▸ **REQUIRED WORK**
Continue the book description about Ann Neumann's search for what it means to die well, starting right after its last sentence.

▸ **SOURCE TEXT**
○ ○ ○
Synopses & Reviews
Following the death of her father, journalist and hospice volunteer Ann Neumann sets out to examine what it means to die well in the United States.
When Ann Neumann’s father was diagnosed with non-Hodgkin’s lymphoma, she left her job and moved back to her hometown of Lancaster, Pennsylvania. She became his full-time caregiver — cooking, cleaning, and administering medications. When her father died, she was undone by the experience, by grief and the visceral quality of dying. Neumann struggled to put her life back in order and found herself haunted by a question: Was her father’s death a good death?
The way we talk about dying and the way we actually die are two very different things, she discovered, and many of us are shielded from what death actually looks like. To gain a better understanding, Neumann became a hospice volunteer and set out to discover what a good death is today. She attended conferences, academic lectures, and grief sessions in church basements. She went to Montana to talk with the attorney who successfully argued for the legalization of aid in dying, and to Scranton, Pennsylvania, to listen to “pro-life” groups who believe the removal of feeding tubes from some patients is tantamount to murder. Above all, she listened to the stories of those who were close to death.
○ ○ ○
▸ **EXTRACTED INFORMATION**
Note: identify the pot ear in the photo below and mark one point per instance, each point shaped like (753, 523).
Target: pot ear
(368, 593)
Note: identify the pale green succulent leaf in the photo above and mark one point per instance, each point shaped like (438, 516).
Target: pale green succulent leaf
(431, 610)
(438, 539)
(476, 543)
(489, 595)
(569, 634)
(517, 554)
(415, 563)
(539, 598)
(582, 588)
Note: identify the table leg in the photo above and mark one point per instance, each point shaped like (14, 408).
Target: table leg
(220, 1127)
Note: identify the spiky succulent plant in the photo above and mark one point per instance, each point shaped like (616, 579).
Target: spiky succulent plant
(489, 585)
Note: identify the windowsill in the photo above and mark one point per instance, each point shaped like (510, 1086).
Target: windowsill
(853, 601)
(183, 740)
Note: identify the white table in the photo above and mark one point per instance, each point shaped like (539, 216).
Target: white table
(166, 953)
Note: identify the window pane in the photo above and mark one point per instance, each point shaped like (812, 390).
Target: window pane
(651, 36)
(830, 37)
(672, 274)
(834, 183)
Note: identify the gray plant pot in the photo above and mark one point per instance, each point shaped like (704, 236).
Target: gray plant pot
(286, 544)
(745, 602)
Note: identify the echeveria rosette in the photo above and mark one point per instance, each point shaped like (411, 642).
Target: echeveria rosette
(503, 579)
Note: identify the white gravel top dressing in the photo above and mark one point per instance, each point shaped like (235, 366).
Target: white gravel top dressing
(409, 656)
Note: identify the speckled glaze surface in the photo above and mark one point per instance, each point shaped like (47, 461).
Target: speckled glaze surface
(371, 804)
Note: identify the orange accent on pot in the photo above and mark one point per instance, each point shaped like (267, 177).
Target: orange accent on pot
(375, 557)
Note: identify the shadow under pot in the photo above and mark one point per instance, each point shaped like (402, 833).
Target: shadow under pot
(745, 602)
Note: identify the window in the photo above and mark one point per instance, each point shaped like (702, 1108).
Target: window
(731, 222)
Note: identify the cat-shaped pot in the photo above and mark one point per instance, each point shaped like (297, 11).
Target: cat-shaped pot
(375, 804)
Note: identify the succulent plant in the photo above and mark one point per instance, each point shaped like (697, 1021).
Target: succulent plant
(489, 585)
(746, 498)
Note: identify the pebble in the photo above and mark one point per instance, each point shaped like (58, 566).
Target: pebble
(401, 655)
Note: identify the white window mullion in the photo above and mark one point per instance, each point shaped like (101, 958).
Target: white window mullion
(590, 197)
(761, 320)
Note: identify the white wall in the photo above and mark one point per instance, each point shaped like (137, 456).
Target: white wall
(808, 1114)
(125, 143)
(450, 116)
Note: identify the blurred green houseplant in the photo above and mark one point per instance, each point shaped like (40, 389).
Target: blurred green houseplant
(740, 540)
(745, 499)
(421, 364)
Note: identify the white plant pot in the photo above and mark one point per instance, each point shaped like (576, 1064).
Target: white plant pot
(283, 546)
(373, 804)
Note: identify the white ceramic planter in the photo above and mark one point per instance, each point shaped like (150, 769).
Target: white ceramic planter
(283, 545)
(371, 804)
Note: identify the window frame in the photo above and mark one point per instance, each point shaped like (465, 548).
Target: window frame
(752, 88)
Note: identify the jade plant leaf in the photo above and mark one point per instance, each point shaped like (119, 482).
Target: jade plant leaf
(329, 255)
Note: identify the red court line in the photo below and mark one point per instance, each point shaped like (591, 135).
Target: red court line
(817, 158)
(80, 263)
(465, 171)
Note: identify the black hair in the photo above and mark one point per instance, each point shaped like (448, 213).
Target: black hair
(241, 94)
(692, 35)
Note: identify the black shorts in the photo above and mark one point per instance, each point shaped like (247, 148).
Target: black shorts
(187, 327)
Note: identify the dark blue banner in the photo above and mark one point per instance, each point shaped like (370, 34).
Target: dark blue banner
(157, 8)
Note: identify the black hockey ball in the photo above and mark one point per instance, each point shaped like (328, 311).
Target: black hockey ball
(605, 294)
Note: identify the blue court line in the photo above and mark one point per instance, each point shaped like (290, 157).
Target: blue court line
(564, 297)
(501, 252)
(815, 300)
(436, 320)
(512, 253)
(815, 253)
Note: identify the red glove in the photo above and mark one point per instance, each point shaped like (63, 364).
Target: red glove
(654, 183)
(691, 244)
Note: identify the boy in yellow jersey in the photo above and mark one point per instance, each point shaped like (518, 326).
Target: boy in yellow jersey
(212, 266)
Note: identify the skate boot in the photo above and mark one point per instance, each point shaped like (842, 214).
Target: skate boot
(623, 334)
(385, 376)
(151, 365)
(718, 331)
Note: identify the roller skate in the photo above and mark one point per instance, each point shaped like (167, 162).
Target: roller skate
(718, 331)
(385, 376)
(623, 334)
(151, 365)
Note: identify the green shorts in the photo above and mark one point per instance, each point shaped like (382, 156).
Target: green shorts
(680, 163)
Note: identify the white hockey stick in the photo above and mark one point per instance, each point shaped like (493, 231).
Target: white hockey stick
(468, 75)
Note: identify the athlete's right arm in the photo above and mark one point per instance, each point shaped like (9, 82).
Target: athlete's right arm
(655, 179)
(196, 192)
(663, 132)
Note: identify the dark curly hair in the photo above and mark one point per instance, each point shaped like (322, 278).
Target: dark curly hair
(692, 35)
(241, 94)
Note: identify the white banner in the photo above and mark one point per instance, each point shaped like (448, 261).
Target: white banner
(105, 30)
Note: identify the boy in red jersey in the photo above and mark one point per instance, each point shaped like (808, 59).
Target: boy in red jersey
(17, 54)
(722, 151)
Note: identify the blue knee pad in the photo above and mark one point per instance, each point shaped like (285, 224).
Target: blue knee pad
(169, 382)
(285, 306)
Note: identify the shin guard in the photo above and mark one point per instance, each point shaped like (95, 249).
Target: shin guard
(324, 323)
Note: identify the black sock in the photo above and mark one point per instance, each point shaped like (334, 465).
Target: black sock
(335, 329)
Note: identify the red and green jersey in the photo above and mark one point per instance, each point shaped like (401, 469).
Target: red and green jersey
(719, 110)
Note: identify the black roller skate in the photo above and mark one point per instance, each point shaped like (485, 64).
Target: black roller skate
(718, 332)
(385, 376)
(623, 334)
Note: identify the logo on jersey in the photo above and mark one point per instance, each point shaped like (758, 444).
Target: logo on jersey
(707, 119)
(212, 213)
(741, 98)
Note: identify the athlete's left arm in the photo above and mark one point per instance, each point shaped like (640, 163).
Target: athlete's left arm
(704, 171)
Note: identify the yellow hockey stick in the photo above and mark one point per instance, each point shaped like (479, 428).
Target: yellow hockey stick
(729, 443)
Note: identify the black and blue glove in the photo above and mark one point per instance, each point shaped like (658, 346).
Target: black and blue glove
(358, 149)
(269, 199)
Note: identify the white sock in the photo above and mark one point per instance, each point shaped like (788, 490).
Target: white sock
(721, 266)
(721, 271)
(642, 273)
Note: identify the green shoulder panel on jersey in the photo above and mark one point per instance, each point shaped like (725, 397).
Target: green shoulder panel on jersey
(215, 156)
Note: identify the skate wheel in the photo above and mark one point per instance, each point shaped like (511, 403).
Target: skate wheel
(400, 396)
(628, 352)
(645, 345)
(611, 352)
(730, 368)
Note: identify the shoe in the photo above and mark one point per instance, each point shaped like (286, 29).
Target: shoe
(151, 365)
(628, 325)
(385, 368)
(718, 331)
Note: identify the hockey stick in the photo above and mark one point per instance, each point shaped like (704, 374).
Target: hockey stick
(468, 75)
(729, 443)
○ ○ ○
▸ **ANSWER SECTION**
What Neumann found is that death in contemporary America is much more complicated than we think. Medical technologies and increased life expectancies have changed the very definition of medical death. And although death is our common fate, it is also a divisive issue that we all experience differently. What constitutes a good death is unique to each of us, depending on our age, race, economic status, culture, and beliefs. What’s more, differing concepts of choice, autonomy, and consent make death a contested landscape, governed by social, medical, legal, and religious systems.
In these pages, Neumann brings us intimate portraits of the nurses, patients, bishops, bioethicists, and activists who are shaping the way we die. The Good Death presents a fearless examination of how we approach death, and how those of us close to dying loved ones live in death’s wake.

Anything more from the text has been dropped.